The required answer is the data below, restated word for word with images omitted.

==============================

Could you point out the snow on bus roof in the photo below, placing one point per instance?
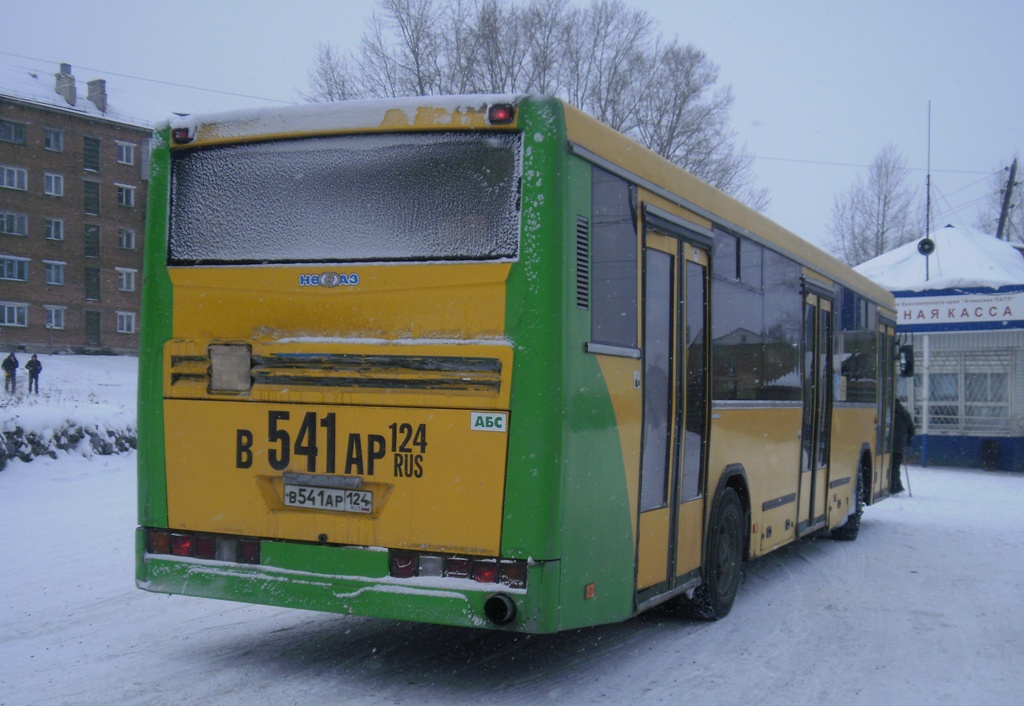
(963, 258)
(349, 115)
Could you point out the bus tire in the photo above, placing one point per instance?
(848, 531)
(713, 599)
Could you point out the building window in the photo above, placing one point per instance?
(126, 239)
(54, 317)
(126, 153)
(90, 154)
(92, 284)
(91, 191)
(54, 273)
(126, 280)
(126, 195)
(91, 240)
(15, 268)
(12, 132)
(93, 329)
(13, 223)
(53, 139)
(54, 229)
(13, 314)
(14, 177)
(52, 184)
(126, 322)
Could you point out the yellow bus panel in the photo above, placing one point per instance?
(228, 476)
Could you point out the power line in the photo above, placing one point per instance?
(142, 78)
(863, 166)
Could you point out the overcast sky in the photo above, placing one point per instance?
(819, 86)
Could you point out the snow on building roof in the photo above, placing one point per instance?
(133, 100)
(38, 84)
(963, 258)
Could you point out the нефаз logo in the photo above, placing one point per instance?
(329, 280)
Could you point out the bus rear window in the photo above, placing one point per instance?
(380, 198)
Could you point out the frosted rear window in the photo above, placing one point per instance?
(354, 198)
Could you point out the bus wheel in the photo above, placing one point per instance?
(849, 530)
(714, 598)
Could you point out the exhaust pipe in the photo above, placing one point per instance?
(500, 609)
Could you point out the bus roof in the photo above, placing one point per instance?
(468, 112)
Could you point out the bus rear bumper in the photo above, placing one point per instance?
(374, 593)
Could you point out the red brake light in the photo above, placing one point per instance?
(181, 545)
(249, 551)
(402, 565)
(503, 114)
(205, 547)
(485, 572)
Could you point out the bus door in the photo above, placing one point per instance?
(815, 432)
(675, 414)
(884, 441)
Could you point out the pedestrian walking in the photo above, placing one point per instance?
(9, 373)
(34, 367)
(903, 431)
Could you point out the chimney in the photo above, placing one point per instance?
(97, 93)
(66, 84)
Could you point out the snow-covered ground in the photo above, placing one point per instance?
(925, 608)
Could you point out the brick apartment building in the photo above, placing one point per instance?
(73, 189)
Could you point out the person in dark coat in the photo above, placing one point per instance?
(903, 431)
(34, 367)
(9, 373)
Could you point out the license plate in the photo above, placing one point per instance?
(338, 499)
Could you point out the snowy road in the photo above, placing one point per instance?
(925, 608)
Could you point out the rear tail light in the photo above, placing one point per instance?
(501, 114)
(406, 565)
(194, 545)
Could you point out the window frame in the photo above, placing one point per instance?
(17, 218)
(93, 280)
(54, 273)
(91, 150)
(91, 243)
(18, 177)
(126, 195)
(126, 279)
(126, 152)
(51, 226)
(15, 261)
(128, 318)
(17, 136)
(52, 139)
(90, 193)
(126, 238)
(17, 307)
(52, 183)
(53, 314)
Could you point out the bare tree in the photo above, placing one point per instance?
(876, 215)
(605, 58)
(988, 214)
(330, 77)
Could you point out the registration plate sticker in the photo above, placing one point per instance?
(337, 499)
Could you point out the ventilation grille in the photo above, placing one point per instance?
(583, 262)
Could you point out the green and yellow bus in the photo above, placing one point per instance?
(482, 361)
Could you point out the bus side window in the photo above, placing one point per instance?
(613, 262)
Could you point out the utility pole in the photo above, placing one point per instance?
(1008, 197)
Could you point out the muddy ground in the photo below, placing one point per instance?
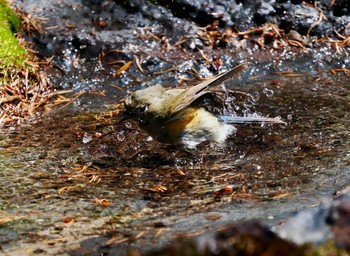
(75, 181)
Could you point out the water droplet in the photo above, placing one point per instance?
(121, 136)
(87, 138)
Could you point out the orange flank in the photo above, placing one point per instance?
(177, 125)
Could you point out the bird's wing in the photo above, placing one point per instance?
(195, 92)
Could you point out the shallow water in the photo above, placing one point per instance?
(57, 169)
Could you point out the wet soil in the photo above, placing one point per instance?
(78, 182)
(75, 181)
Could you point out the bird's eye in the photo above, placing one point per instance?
(143, 108)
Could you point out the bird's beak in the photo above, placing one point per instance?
(124, 116)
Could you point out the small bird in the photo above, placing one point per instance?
(181, 116)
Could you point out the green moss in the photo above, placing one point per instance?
(11, 52)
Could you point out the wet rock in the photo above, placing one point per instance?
(245, 238)
(317, 225)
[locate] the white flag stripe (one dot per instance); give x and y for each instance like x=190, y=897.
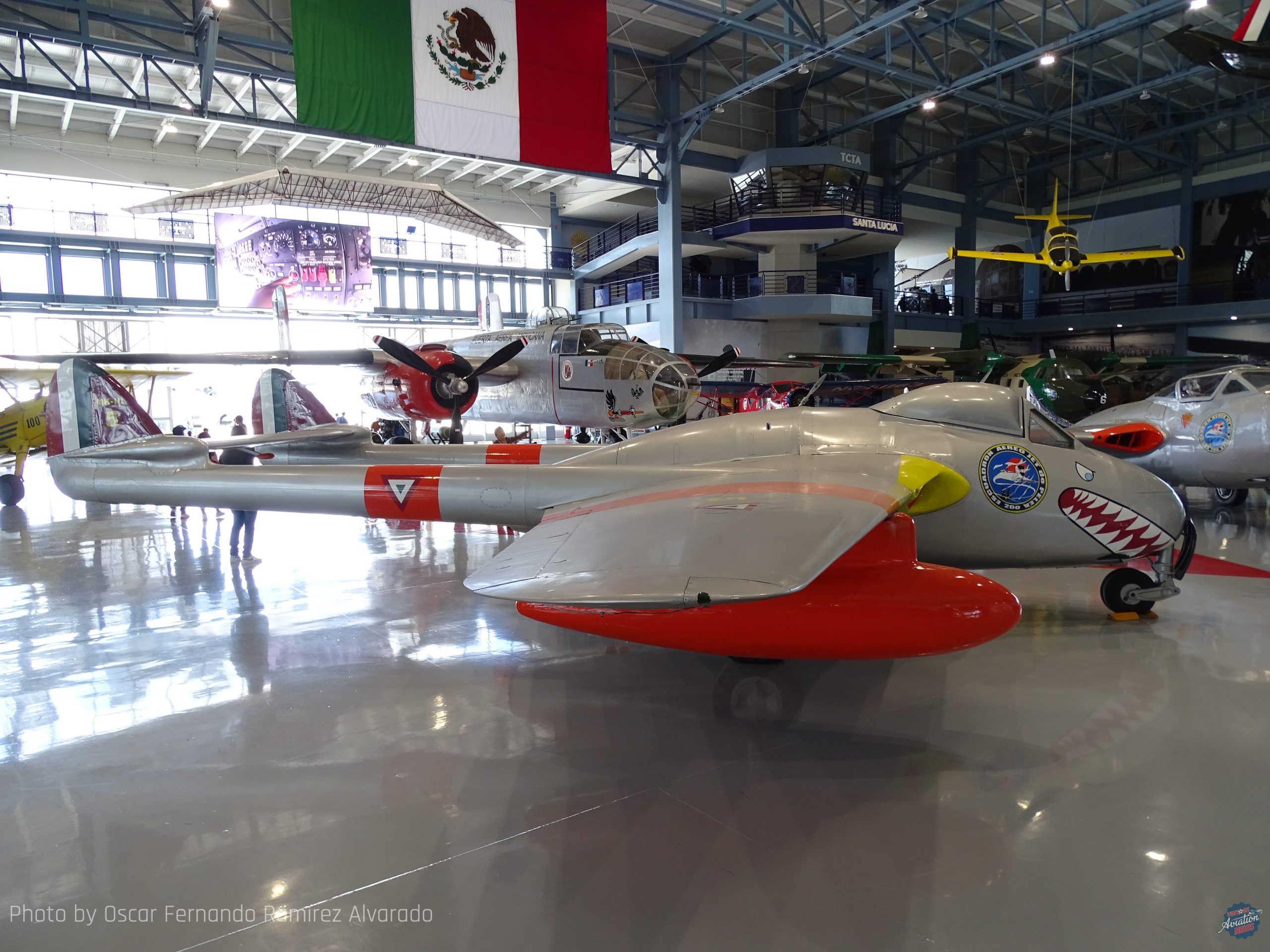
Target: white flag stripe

==============================

**Exercise answer**
Could you point out the snow on bus roof in the photo below, placing one point per instance?
(963, 258)
(349, 115)
Could you point out the bus tire in the photo above, placing one point per instance?
(848, 531)
(713, 599)
Could you point out the building window in the photo above, placing one point per instance?
(126, 239)
(54, 317)
(126, 153)
(90, 154)
(92, 284)
(91, 191)
(54, 273)
(126, 280)
(126, 195)
(91, 240)
(15, 268)
(12, 132)
(93, 329)
(13, 223)
(53, 139)
(54, 229)
(13, 314)
(14, 177)
(52, 184)
(126, 322)
Could you point out the yellow bus panel in the photo above, placing one point per instance?
(228, 476)
Could you point out the power line in the photo above, placing one point per instance?
(142, 78)
(863, 166)
Could you point out the overcast sky in the photo above, placing one point per instance?
(819, 86)
Could you point out the snow on building roof in the photo above, placing one point per instance?
(133, 100)
(38, 84)
(963, 258)
Could you point out the нефаз logo in the photo above, placing one point per instance?
(329, 280)
Could you point out the bus rear window in the photo above, placing one point per instance?
(380, 198)
Could you point out the frosted rear window in the photo above, placing one point per instance?
(354, 198)
Could you point out the bus wheel in the photo above, placing one point per instance?
(849, 530)
(714, 598)
Could you point out the exhaust pipe in the photo above, placing one point per instance?
(500, 609)
Could you point out the bus roof in the photo above, placing one point per instance?
(468, 112)
Could you point out the bus rear bumper in the photo above, placing one point per instance?
(374, 593)
Could you point out the red brake light in the photo above, placing one point per instance?
(181, 545)
(249, 551)
(402, 565)
(503, 114)
(205, 547)
(485, 572)
Could you point out the bus door in the photo above, placing one point per instance?
(815, 432)
(675, 414)
(884, 441)
Could you point out the pedestrian walking in the photo above, placing one point per instance?
(9, 373)
(34, 367)
(903, 431)
Could you point out the chimney in the photo above, placing one point per instance?
(97, 93)
(66, 84)
Could you point out the snow-covered ground in the photo above, placing one point per instance?
(925, 608)
Could you point out the brick apartment building in the photo above, placing one point per instance?
(73, 189)
Could you point out the person in dark coat in the photo above, placing one point per instance?
(903, 431)
(34, 367)
(9, 373)
Could you point out the license plate in the photo above, placing one point per instance?
(338, 499)
Could you point out the snowy road in the photo above, placing one point per instance?
(925, 608)
Could you point out the rear tail light in the photo above, placing one point per instance?
(501, 114)
(406, 565)
(194, 545)
Could you point out the window frame in the photo above, placing one point per instance?
(17, 218)
(93, 280)
(54, 273)
(91, 150)
(91, 243)
(18, 177)
(126, 195)
(126, 279)
(126, 152)
(51, 226)
(15, 261)
(128, 318)
(17, 136)
(52, 139)
(90, 193)
(126, 238)
(17, 307)
(52, 183)
(53, 314)
Could you point out the bare tree in the photo above, placing one point per instance?
(876, 215)
(605, 58)
(988, 214)
(330, 77)
Could you point out the registration plate sticker in the photo above, placing one point per instance?
(337, 499)
Could you point out the ventilation grille in the photo above, placing one point per instance?
(583, 262)
Could you point out the green and yellow bus in the photo above, placing one point per instance?
(482, 361)
Could you point out the bus side window in the photo above, placing one point per instance?
(613, 262)
Could you point out the utility pole in the photo above, placing one point per instance?
(1008, 197)
Could you point out the muddy ground in the photo below, placing one point per instance?
(75, 181)
Could you point out the water droplet in the photo above, placing one point per instance?
(121, 136)
(87, 138)
Could you point out the orange flank in the photo above, placing one point per instance?
(177, 125)
Could you point out the bird's wing in the photo above, placing one point per instance?
(195, 92)
Could you point out the shallow water in the photo above, placing one point per instance?
(57, 169)
Could you point out the wet soil in the photo above, placing one point per instance?
(78, 182)
(75, 181)
Could you point out the bird's eye in the photo above, placing one point per instance?
(143, 108)
Could you point out the bird's beak in the photo above, placing one point per instance?
(124, 116)
Could you point out the small bird in the photo above, placing one point per instance?
(181, 116)
Could you point out the green moss in the photo above, placing one point per instance?
(11, 52)
Could you point out the wet rock in the photo above, placing one point per instance?
(245, 238)
(317, 225)
[locate] the white flag stripe (one dot per instance); give x and y for each instance like x=190, y=897.
Target: white flag stripe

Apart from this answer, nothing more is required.